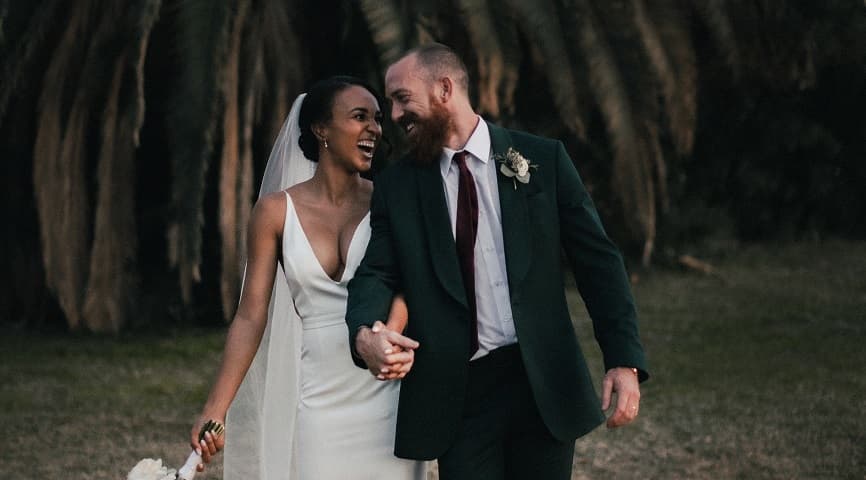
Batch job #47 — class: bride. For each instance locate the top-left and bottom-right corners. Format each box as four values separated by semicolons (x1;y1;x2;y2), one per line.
191;77;425;480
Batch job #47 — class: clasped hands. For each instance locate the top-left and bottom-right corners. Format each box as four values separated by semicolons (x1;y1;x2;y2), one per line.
355;321;419;380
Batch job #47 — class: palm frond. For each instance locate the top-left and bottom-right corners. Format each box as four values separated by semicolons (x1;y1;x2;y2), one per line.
167;0;231;305
33;2;100;330
458;0;517;119
0;0;63;126
359;0;407;66
508;0;586;137
632;0;697;155
573;0;657;263
219;1;250;321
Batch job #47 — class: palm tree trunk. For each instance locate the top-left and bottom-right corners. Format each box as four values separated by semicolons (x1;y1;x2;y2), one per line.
508;0;586;138
33;2;93;330
84;0;160;333
575;0;658;265
458;0;517;118
219;1;250;321
167;0;231;307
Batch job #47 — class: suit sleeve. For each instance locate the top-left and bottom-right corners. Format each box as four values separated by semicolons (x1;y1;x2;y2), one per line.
556;142;649;381
346;176;398;368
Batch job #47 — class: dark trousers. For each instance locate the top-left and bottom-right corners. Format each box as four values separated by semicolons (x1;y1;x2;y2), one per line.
438;345;574;480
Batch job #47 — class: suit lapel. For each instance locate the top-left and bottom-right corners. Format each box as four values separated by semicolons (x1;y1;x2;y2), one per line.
416;162;469;306
487;123;532;300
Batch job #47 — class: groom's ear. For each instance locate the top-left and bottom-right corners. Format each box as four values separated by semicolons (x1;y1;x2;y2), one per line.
439;77;454;103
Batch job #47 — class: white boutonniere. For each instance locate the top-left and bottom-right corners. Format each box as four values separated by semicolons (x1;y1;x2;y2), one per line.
493;147;538;190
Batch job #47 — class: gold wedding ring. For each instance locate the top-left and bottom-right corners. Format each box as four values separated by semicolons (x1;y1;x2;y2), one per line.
198;420;226;440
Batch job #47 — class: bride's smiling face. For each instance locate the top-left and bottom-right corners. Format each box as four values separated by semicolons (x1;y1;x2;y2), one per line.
315;85;382;172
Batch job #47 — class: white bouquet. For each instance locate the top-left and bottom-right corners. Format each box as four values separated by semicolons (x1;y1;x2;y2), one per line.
126;420;225;480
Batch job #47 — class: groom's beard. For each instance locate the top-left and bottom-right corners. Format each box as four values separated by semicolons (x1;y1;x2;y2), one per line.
400;97;451;165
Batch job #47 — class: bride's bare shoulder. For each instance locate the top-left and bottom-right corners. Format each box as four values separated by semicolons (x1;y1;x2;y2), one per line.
250;190;286;234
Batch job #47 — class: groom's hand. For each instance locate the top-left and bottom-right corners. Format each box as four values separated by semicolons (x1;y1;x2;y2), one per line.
601;367;640;428
355;321;418;380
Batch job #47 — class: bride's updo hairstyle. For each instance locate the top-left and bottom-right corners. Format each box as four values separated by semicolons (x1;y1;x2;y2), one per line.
298;75;382;162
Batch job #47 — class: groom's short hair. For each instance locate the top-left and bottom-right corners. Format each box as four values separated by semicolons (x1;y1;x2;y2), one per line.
404;42;469;95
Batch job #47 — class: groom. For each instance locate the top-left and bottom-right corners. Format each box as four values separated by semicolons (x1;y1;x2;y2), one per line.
346;44;647;480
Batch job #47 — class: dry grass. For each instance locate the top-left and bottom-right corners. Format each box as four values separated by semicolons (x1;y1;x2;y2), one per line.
0;241;866;480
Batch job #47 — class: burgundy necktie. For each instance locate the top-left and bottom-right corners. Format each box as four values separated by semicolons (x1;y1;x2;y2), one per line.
454;152;478;358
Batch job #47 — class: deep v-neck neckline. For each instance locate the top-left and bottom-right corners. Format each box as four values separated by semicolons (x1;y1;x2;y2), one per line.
286;191;370;283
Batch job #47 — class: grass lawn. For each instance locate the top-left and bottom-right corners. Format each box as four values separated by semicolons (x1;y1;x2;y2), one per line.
0;241;866;480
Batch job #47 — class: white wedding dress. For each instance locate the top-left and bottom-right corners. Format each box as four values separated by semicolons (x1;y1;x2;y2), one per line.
223;94;426;480
283;193;425;480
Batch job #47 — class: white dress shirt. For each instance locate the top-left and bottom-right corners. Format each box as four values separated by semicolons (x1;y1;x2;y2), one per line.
439;117;517;360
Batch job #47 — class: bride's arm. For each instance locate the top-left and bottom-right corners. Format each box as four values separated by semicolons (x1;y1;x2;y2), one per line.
190;193;286;471
385;293;409;334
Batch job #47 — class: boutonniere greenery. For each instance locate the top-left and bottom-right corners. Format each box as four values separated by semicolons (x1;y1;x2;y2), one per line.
493;147;538;190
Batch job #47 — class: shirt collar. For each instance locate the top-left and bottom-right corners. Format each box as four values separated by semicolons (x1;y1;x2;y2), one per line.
439;115;490;177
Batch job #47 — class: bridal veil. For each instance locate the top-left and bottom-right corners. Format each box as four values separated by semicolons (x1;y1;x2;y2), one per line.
223;94;316;480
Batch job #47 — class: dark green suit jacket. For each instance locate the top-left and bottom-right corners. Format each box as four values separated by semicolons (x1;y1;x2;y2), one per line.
346;124;647;459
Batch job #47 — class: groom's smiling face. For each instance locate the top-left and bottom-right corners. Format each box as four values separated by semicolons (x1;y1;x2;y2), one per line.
385;55;451;163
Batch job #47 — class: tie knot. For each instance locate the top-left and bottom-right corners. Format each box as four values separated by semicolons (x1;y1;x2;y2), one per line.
452;150;468;168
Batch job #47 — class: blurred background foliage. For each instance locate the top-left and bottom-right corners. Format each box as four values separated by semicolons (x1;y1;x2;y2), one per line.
0;0;866;332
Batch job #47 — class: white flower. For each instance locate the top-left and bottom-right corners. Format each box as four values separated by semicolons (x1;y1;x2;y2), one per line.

+ + + +

• **GIVEN EXERCISE**
Copy out the records above word for word, everything from the line containing "Batch job #47 — class: groom's beard." down to the line containing "400;97;451;165", including both of those lines.

• **RESPONSE TO THIS EXERCISE**
Batch job #47 — class: groom's beard. For each instance locate the top-left and bottom-right corners. Format each box as four values separated by semicolons (x1;y1;x2;y2), one per line.
400;97;451;165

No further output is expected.